--- begin ---

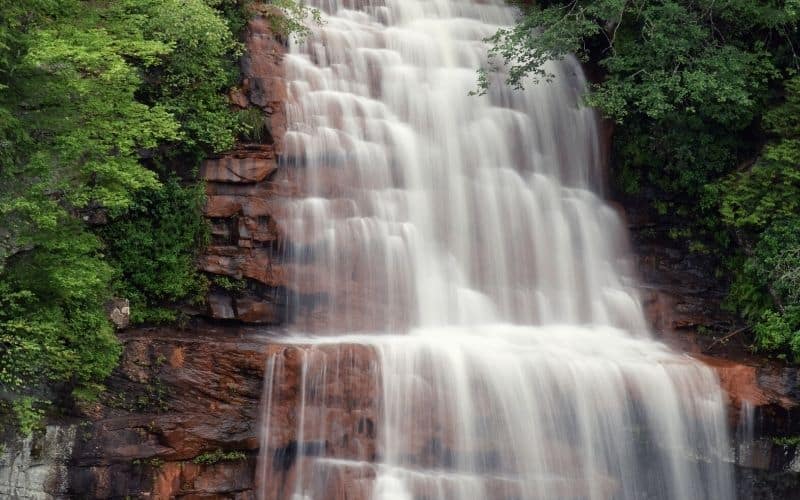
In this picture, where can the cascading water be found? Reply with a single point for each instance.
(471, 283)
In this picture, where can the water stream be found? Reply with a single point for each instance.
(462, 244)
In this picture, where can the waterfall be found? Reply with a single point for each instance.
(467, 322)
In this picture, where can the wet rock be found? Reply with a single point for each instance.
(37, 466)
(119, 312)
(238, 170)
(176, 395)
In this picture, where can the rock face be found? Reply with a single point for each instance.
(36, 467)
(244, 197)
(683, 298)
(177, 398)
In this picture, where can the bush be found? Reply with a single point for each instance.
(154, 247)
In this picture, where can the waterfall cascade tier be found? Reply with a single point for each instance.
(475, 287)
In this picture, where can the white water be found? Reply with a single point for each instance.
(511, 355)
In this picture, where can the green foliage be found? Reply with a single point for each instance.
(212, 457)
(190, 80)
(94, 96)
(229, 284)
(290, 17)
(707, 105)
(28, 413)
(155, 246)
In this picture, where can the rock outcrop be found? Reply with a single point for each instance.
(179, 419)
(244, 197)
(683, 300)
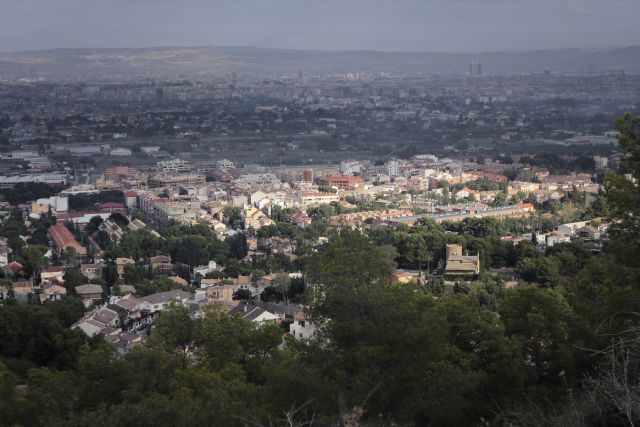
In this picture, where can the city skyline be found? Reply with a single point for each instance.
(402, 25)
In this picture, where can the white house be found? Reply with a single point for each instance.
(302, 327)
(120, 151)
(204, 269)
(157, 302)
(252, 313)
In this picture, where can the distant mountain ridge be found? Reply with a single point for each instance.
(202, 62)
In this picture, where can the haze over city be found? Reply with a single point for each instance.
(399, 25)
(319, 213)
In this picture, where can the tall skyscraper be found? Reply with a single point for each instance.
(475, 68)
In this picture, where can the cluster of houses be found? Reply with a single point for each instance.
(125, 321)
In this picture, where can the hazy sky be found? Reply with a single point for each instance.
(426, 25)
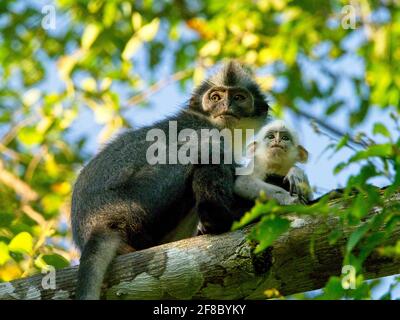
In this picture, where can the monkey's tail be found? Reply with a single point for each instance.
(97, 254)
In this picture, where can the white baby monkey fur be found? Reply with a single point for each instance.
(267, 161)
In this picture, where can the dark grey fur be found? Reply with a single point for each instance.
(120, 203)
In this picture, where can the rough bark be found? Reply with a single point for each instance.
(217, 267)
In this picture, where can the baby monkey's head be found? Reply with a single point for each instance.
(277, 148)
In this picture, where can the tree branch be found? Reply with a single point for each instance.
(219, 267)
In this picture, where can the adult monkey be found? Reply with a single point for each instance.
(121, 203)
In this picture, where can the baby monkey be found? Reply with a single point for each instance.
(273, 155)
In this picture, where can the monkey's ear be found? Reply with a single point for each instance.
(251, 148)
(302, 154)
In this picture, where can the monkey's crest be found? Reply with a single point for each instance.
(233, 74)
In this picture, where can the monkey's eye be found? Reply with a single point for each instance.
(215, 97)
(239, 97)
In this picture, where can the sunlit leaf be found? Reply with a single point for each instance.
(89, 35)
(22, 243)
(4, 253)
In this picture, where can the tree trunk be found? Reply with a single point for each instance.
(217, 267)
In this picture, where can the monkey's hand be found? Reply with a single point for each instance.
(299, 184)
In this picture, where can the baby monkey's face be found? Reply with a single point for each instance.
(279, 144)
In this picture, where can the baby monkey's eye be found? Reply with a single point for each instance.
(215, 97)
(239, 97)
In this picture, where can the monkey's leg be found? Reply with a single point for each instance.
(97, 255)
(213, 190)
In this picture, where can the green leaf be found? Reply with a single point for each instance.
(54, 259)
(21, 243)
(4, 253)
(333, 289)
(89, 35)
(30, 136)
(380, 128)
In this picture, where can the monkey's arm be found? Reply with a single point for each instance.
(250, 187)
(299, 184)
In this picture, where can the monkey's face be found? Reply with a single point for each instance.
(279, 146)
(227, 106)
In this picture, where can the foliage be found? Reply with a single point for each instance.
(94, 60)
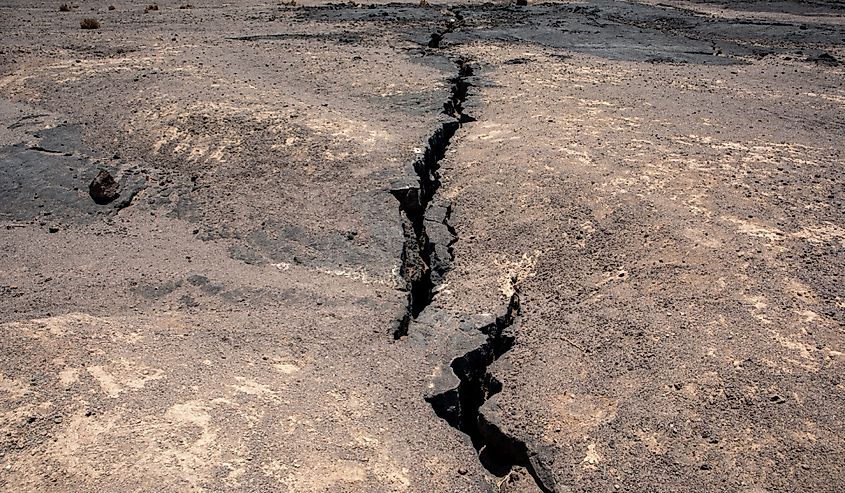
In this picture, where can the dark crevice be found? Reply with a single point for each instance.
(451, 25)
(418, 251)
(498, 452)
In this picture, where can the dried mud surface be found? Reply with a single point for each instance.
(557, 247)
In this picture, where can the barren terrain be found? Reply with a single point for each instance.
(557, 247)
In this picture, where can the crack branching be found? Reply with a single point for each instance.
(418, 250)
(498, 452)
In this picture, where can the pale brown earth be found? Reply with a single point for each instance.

--- end ---

Objective: Rewrite every line in the part that opens with the line containing "In this picture, where can the crack" and closes with the final line above, moving each coordinate up by adding 42 to it.

Task result:
In this picture, where can the crack branching be found? Reply with a single point for each instance.
(460, 292)
(540, 494)
In this picture, where can the pale brown earth be found? Reply with a single point for each instance.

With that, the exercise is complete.